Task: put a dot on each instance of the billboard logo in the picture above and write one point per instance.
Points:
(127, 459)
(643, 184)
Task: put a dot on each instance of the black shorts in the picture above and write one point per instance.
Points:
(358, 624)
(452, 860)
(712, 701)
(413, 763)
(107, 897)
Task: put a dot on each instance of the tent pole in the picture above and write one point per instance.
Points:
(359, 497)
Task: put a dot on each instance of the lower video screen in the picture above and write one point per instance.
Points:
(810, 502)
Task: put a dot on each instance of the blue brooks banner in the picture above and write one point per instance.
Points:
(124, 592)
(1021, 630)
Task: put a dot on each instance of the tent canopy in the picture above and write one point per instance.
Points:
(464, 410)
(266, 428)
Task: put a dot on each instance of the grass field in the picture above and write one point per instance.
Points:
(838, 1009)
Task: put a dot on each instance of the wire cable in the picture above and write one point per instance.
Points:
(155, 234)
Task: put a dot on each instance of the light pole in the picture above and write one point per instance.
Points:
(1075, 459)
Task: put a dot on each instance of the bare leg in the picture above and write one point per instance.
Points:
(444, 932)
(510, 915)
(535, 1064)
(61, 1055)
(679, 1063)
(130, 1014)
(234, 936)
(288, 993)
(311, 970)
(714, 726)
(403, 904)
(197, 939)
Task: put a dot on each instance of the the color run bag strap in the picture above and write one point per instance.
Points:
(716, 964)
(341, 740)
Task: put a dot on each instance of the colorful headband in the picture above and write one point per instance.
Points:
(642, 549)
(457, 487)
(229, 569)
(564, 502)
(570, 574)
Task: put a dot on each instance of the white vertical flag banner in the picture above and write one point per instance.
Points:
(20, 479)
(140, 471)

WORK REQUEST
Whole listing, every line: reproduce it exactly.

SOLVED PROBLEM
Task: put a dot on each instance of the billboard logo in the picture above and write one point per instance.
Points:
(127, 459)
(643, 184)
Task: put a dot on each instance of the black shorts in the picture above and write one point per instance.
Points:
(358, 624)
(452, 860)
(712, 701)
(413, 763)
(107, 897)
Task: put a dot on each instance of the tent pole in the picture above and write one point per instance.
Points:
(359, 497)
Task: put a dot on each instance of the lower video screen in the picture above and write one point per instance.
Points:
(810, 502)
Task: put a dot on each instance of the blue brooks banner in the picture above and write one point per instance.
Points:
(124, 592)
(1021, 630)
Task: put a dot on each instance of the tent canopy in the picture above and write one point per instance.
Points:
(464, 410)
(266, 428)
Task: put a dot on each instance of the grass field in the picture above and write one point per instance.
Points:
(838, 1009)
Task: put a dot on each instance of the wire cable in the picture above and write one point per instance.
Points:
(155, 234)
Task: put a dot on each instance of the light pole in the picture above and write one point per instance.
Points:
(1075, 459)
Task: put a dot on each instance of the bare leg in the picture above and write one point per instance.
Points:
(444, 932)
(510, 915)
(535, 1064)
(61, 1055)
(679, 1063)
(130, 1014)
(234, 936)
(288, 993)
(311, 970)
(714, 726)
(403, 904)
(197, 939)
Task: put a dot on each instance of the the color run bag strap in the picture above and write one point per instance.
Points:
(716, 964)
(341, 740)
Task: put a dot on each instance of the colorful headband in the picture above and write one point per instance.
Points:
(642, 549)
(457, 487)
(229, 569)
(564, 502)
(570, 574)
Task: put a dot on each instance of the white vertical flag banner in the picture above and write one point per instance.
Points:
(20, 479)
(140, 471)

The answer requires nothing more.